-------- Provided passage
I got to finish with pregnancy and labour weeks which were very cool.  It was hard to take histories as the ladies are somewhat preoccupied and aren’t ‘ill’, so it needs a different approach to the normal history we would take.  That took some adjusting to and tended to make conversations a little awkward as I tried to remember all the extra bits that needed to go into a maternity history.  I got to scrub into caesarean sections and deliver babies, and I got to help with a natural delivery too, and delivered a real life, squirming, slippery, squalling baby.  It was surreal, mind blowing, amazing and fantastic.  A fantastic end to an amazing year.  I never would have imagined the things I’ve been able to do 3 years ago.  

Monday 9 September 2013

Pathway 3: Psych and Babies - Psych

The third pathway essentially boils down to psych and babies.  To be honest, after the buzz of A&E nothing was going to seem brilliant, and psych being so far from the acute medicine I saw on my SSU probably didn’t help, but I really didn’t like the third term.  There were some good parts, it wasn’t all bad, but it was fairly boring.  The themes for the pathway were adult mental health, child mental health, gynaecology, neonatal ICU and pregnancy and labour. 

It was quite easy to become disenchanted with the mental health placements as the consultations were all really long, spread really far apart over the city and nine times out of ten the patients either don’t turn up or they don’t consent to allow a student to watch.  If they did consent, I usually found that they got bored half way through the epically long history you have to take for psych and left half way through.  I had a placement with the community mental health team where they asked me to sit and wait for four hours doing nothing whilst I waited to go out on a home visit.  This was my punishment for the medical school giving me an afternoon placement there, whereas they prefer to have students in the morning.  I had no computer access, no text books with me and I wasn’t allowed to leave and return later, despite only living a 20 minute walk away. 

I also got placed at the MDT meeting that discusses the progress of children at a day school programme for children with behavioural difficulties.  The meeting was three hours long, but due to more fantastic timetabling from the medical school my two placement partners were the ones that had spent the day with children and meet them, I just got to sit and hear about them.  Furthermore, at feedback sessions, no matter what the patient story was, the answer always seemed to boil down to feelings of abandonment as a child causing problems later on in life.
----------------
Assigned task A >> In the blog post about the psych pathway, how long was the writer asked to sit and wait for a home visit with the community mental health team?
Assigned task B >> Write the next paragraph of the blog post about the psych pathway, picking up right after its final sentence.
The listing after this comes from a separate source, unrelated to the blog post.
-------- Dataset records
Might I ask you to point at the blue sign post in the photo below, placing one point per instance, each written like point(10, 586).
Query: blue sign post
----------------
-------- Dataset records
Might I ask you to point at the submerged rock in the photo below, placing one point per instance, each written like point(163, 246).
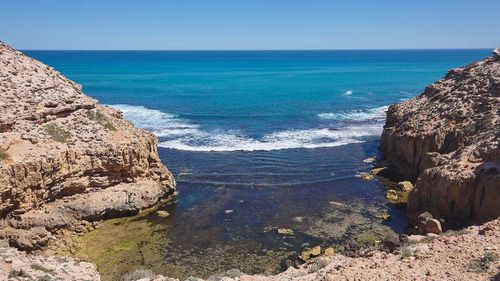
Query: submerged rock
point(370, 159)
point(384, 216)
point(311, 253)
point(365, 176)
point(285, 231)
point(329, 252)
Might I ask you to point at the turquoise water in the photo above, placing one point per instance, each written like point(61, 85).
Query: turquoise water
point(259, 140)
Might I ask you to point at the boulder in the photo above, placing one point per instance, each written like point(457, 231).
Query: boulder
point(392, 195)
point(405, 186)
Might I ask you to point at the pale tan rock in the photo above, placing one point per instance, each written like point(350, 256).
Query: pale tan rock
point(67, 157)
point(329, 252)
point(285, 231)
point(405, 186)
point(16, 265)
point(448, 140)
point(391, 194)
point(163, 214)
----------------
Task result A >> Four hours.

Task result B >>
Good parts of psych included the children’s outpatient clinics where I got to see two cases of Tourette’s, which is apparently pretty rare.  I also got to spend the morning at Shekinah mission which is a day centre in Plymouth for the homeless, ex-offenders and jobless for whatever reason to come and get a cheap, hot meal, clothes, socialise, life skills training with the aim to get them into employment, access to healthcare and dentistry and connections to the housing agency to find them housing, plus a starter kit of bedding and kitchenware to get them started.  They put me to work serving teas and coffee and dishing out lunch.  I was really surprised to see a couple of my patients from my GP surgery clinics I have run there, and utterly humbled to see how happy they were to see me again.  In the space of a few hours my perspective changed from a naive how can things be so bad for you to have to come here to I’m so glad you have somewhere to come where you can get help and support, make friends and get your self-confidence back.  It’s lovely to see you looking so happy, and actually there’s a few more people I’ve seen at clinic who could benefit from coming here. 


One of my feedback facilitators tried very hard to convince me I’d make a really good psych Dr as she could tell from my patient presentation that I like the story behind the person, and that was just what I needed to be good in that field.  Unfortunately, A&E proved to me that although I like stories, I really enjoy fixing things quickly, and making a difference in a short space of time.  Psych really isn’t for me.